#### [任务说明 A]
从记录中提取所有含有字符串“green”的行，区分大小写。

利用连接散点图探索全球的饮用水情况-优快云博客

本文链接：https://blog.youkuaiyun.com/weixin_39293132/article/details/149028267

利用连接散点图探索全球的饮用水情况

import matplotlib.pyplot as plt
import numpy as np
import pandas as pd

from scipy.stats import rankdata

数据探索

以下数据如果有需要的同学可关注公众号HsuHeinrich，回复【数据可视化】自动获取～

# 导入数据
data_raw = pd.read_csv("https://raw.githubusercontent.com/rfordatascience/tidytuesday/master/data/2021/2021-05-04/water.csv")

# 数据预处理
data = (
    data_raw
    .dropna(subset=["install_year", "country_name"]) # 剔除空数据
    .assign(
        install_decade = (data_raw["install_year"] // 10) * 10, # 将年份转为年代，即每10年的年初
    )
    .query("1970 <= install_decade <= 2020") # 筛选1970～2020年的数据
)

# 计算新安装量
data["nb_install"] = data.groupby(["country_name", "install_decade"])["country_name"].transform("size") 

# 长宽数据转化-保留1970～2020的数据
data_pivoted = pd.pivot_table(
    data, index="country_name", values="nb_install", columns="install_decade"
).dropna().reset_index()

data = pd.melt(data_pivoted, id_vars = "country_name", value_name="nb_install", var_name="decade")

# 处理数据，生成rank（表示每decade新安装量的降序排名）
data["country_name"] = data["country_name"].str.upper()
data["rank"] = data.groupby("decade")["nb_install"].transform(lambda x: rankdata(-x))
data = data.sort_values(["country_name", "decade"])

data.head()

#### [数据记录]
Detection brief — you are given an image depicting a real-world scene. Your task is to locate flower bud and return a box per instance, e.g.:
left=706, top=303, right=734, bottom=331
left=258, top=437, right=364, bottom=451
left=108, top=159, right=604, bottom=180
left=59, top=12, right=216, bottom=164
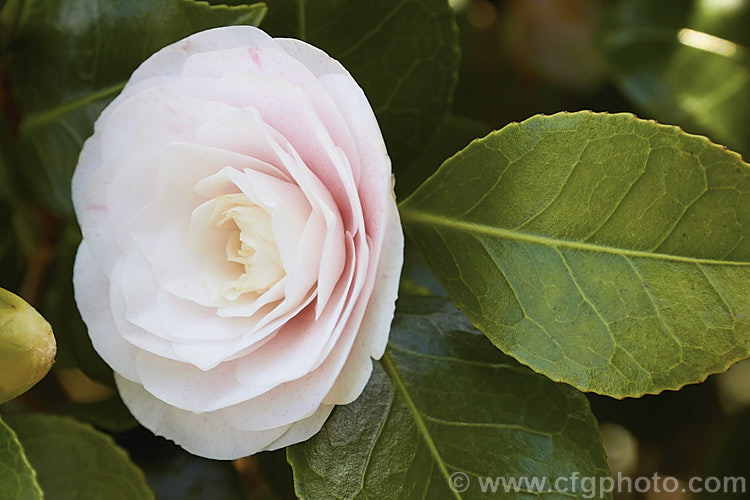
left=0, top=288, right=57, bottom=403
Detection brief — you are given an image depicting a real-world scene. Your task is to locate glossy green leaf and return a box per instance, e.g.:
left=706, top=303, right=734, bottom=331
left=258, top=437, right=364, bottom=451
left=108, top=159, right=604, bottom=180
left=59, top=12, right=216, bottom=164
left=0, top=419, right=42, bottom=500
left=401, top=112, right=750, bottom=397
left=287, top=298, right=611, bottom=499
left=9, top=0, right=265, bottom=215
left=598, top=0, right=750, bottom=155
left=6, top=414, right=154, bottom=500
left=263, top=0, right=459, bottom=170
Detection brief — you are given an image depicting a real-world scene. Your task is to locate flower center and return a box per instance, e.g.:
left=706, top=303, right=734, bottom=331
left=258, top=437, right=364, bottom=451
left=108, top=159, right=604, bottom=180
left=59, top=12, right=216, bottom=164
left=214, top=194, right=285, bottom=300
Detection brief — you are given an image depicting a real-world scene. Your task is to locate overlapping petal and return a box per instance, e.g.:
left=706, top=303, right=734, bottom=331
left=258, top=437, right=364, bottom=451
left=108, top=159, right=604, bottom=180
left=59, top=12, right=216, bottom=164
left=73, top=26, right=403, bottom=458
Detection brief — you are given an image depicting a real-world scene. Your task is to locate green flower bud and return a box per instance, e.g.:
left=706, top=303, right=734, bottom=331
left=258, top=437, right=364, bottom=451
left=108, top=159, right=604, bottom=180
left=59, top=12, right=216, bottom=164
left=0, top=288, right=57, bottom=403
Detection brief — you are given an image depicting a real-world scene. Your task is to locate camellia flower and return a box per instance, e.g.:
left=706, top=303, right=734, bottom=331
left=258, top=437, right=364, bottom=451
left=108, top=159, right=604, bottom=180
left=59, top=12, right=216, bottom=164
left=73, top=26, right=403, bottom=459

#### [任务说明 B]
从这篇用连接散点图探索全球饮用水情况的文章停下的地方接着往下写。

#### [正确答案 A]
Detection brief — you are given an image depicting a real-world scene. Your task is to locate glossy green leaf and return a box per instance, e.g.:
Detection brief — you are given an image depicting a real-world scene. Your task is to locate green flower bud and return a box per instance, e.g.:

#### [正确答案 B]
country_name：名称

decade：年代

nb_install：安装量

rank：排名

绘制连接散点图-突出显示指定国家

绘制第一个国家，理解本图的组成部分

COUNTRIES = data["country_name"].unique()
COUNTRY = COUNTRIES[0]

# 初始化布局
fig, ax = plt.subplots(figsize=(9, 6))

# 反转y轴
ax.invert_yaxis()

# 循环遍历国家
for country in COUNTRIES:
    d = data[data["country_name"] == country] 
    x = d["decade"].values
    y = d["rank"].values
    
    # 突出显示指定国家
    if country == COUNTRY:
        ax.plot(x, y, color="#0b53c1", lw=2.4, zorder=10)
        ax.scatter(x, y, fc="w", ec="#0b53c1", s=60, lw=2.4, zorder=12)      
    # 其余国家不突出显示
    else:
        ax.plot(x, y, color="#BFBFBF", lw=1.5)

output_8_0

添加适当的注释信息

def add_label(x, y, fontsize, ax):
    '''
    x：decade取值；y：rank取值
    在对应的点附近添加年代和排名信息
    '''
    PAD = 0.4
    ax.annotate(
        f"#{int(y)} in\n{str(int(x))[2:]}s", 
        xy=(x, y - PAD), 
        ha="center", 
        va="bottom",
        fontsize=fontsize,
        fontname="Lato",
        zorder=12
    )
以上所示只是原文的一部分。